-------- TASK MATERIAL

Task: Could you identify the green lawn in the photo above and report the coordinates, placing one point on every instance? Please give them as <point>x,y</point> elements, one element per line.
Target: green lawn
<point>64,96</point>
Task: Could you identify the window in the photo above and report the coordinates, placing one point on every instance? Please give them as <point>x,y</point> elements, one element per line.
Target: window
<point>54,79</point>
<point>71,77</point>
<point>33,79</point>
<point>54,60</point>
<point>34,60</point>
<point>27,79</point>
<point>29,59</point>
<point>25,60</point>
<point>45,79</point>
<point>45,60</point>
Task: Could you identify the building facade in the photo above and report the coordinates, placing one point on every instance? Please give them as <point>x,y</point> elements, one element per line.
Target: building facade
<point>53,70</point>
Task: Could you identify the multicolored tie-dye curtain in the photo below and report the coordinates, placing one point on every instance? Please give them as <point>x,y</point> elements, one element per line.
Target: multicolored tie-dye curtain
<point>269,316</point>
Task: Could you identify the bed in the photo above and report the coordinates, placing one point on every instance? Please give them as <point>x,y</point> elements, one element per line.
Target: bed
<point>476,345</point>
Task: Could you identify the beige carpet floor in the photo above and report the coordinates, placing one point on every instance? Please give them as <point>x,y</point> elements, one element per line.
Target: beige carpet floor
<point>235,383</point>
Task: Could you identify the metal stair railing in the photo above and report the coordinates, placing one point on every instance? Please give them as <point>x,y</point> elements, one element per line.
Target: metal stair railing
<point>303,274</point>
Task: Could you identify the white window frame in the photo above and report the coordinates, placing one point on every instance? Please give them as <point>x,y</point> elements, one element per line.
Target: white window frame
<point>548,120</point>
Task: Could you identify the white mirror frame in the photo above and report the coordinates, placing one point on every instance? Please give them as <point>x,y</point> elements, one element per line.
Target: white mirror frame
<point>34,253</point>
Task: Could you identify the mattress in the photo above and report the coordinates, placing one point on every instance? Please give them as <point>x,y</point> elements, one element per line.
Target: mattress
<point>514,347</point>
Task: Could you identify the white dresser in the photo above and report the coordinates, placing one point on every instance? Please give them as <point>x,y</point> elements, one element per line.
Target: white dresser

----------------

:: ABOUT THIS EXERCISE ::
This calls for repeating all of the records, character for character.

:: RESPONSE TO THE EXERCISE ::
Task: Could you identify the green lawn in the photo above and report the coordinates, placing one point on every instance? Please give them as <point>x,y</point> elements, one element per line.
Target: green lawn
<point>64,96</point>
Task: Could you identify the window in the photo above and report the coordinates, placing one point on every instance? Please give them as <point>x,y</point> elements, one element per line.
Target: window
<point>54,79</point>
<point>71,77</point>
<point>33,79</point>
<point>54,60</point>
<point>34,60</point>
<point>27,79</point>
<point>29,59</point>
<point>25,60</point>
<point>45,79</point>
<point>45,60</point>
Task: Could you identify the building facade in the photo above and report the coordinates, placing one point on every instance? Please give them as <point>x,y</point> elements, one element per line.
Target: building facade
<point>53,70</point>
Task: Could you identify the multicolored tie-dye curtain in the photo below and report the coordinates, placing one point on every instance? Please give them as <point>x,y</point> elements, one element per line.
Target: multicolored tie-dye curtain
<point>269,316</point>
Task: Could you identify the bed in the photo above and report the coordinates, placing one point on every instance? Please give them as <point>x,y</point> elements, one element per line.
Target: bed
<point>476,345</point>
Task: Could you identify the beige carpet floor in the photo above and report the coordinates, placing one point on every instance? Please give them as <point>x,y</point> elements, one element per line.
Target: beige carpet floor
<point>235,383</point>
Task: Could you identify the metal stair railing in the photo above and report the coordinates, placing one point on every instance? Please give them as <point>x,y</point> elements, one element per line.
Target: metal stair railing
<point>303,274</point>
Task: Could you identify the white window frame in the photo above and report the coordinates, placing one point on every instance? Please give them as <point>x,y</point> elements, one element per line.
Target: white window frame
<point>548,120</point>
Task: Could you identify the white mirror frame in the photo above and report the coordinates, placing one point on every instance? Please give them as <point>x,y</point> elements, one element per line.
Target: white mirror frame
<point>34,253</point>
Task: Could you identify the mattress in the photo above and report the coordinates, placing one point on every instance? Please give them as <point>x,y</point> elements, one element per line.
Target: mattress
<point>514,347</point>
Task: Could you identify the white dresser in the photo above and report the coordinates, placing one point on every instance? Please give them as <point>x,y</point> elements, one element per line.
Target: white dresser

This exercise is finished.